Pembebanan Biaya Tambahan Dana Wisata pada Tiket Pesawat Berdampak Buruk
Biaya tambahan untuk dana pariwisata yang akan dibebankan pada tiket pesawat diyakini buruk bagi industri pariwisata.
Oleh
REGINA RUKMORINI
·2 menit baca
YOGYAKARTA, KOMPAS — Pemerintah diharapkan menunda dan mengkaji betul tentang rencana penetapan dana pariwisata sebagai biaya tambahan di tiket pesawat. Penerapannya nanti diyakini berdampak pada tingkat kunjungan wisatawan dan memengaruhi perekonomian di sektor pariwisata secara makro.
__________________________________________________
**Tujuan Tugas 1**
Menurut cuplikan tentang biaya tambahan dana pariwisata pada tiket pesawat, apa yang diharapkan dilakukan pemerintah terhadap rencana tersebut?

Kutipan dataset tentang penunjukan objek:
__________________________________________________
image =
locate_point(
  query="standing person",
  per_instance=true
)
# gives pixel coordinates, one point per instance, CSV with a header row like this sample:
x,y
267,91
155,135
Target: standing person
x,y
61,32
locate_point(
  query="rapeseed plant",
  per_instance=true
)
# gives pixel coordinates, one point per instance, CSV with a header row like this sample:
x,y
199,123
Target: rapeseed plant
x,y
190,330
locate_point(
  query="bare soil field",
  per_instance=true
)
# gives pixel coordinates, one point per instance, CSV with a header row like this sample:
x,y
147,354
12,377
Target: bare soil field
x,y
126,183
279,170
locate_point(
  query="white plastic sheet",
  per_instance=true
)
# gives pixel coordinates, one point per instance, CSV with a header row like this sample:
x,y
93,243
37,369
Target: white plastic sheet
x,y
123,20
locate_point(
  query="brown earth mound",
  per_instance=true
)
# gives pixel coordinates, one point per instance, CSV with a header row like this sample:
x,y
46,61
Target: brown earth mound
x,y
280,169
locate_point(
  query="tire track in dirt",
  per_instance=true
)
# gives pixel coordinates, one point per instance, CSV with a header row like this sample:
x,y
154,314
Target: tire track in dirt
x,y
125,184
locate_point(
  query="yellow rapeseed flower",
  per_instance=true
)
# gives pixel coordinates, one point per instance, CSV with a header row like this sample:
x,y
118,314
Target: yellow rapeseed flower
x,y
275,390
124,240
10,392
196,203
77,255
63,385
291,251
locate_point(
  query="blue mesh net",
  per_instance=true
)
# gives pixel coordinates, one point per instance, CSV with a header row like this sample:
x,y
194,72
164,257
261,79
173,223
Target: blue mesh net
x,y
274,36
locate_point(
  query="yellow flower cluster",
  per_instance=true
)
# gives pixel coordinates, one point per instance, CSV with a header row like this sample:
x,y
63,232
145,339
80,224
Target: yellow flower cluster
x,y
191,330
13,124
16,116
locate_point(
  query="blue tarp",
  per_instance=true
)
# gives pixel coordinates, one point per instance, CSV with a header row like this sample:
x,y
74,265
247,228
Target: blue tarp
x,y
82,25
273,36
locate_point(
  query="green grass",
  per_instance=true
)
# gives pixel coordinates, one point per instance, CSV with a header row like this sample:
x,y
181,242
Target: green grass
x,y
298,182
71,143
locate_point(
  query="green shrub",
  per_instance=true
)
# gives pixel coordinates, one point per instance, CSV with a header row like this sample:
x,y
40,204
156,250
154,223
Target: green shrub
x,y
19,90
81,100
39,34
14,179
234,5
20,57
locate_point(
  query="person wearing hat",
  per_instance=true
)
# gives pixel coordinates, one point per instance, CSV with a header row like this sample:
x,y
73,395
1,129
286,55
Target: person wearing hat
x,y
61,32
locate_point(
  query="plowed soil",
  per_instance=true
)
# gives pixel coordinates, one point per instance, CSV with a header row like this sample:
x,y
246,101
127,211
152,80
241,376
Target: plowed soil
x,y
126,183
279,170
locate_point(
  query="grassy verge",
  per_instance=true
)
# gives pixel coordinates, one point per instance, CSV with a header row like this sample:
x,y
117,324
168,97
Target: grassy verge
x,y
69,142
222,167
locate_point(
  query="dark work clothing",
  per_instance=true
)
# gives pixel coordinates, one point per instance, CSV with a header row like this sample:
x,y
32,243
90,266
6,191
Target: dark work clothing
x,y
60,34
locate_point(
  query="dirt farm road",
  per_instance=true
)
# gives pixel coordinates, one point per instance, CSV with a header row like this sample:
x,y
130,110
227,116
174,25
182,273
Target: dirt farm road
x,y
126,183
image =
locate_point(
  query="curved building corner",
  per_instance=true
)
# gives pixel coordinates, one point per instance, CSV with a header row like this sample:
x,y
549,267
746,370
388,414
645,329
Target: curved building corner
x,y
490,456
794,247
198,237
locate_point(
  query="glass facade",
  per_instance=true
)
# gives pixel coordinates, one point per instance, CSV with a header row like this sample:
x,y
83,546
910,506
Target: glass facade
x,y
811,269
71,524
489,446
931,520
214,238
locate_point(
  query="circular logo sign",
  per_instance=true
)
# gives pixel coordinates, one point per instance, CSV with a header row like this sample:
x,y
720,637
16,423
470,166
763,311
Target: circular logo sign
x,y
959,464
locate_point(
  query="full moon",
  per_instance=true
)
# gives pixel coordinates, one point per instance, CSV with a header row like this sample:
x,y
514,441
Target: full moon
__________________________________________________
**Tujuan Tugas 2**
Identifikasi dan salin setiap baris entri di atas yang memuat kata "plowed". Perbedaan huruf besar dan kecil diperhitungkan.

**Jawaban Lengkap 1**
Pemerintah diharapkan menunda dan mengkaji betul rencana penetapan dana pariwisata sebagai biaya tambahan di tiket pesawat.

**Jawaban Lengkap 2**
  query="plowed soil",
Target: plowed soil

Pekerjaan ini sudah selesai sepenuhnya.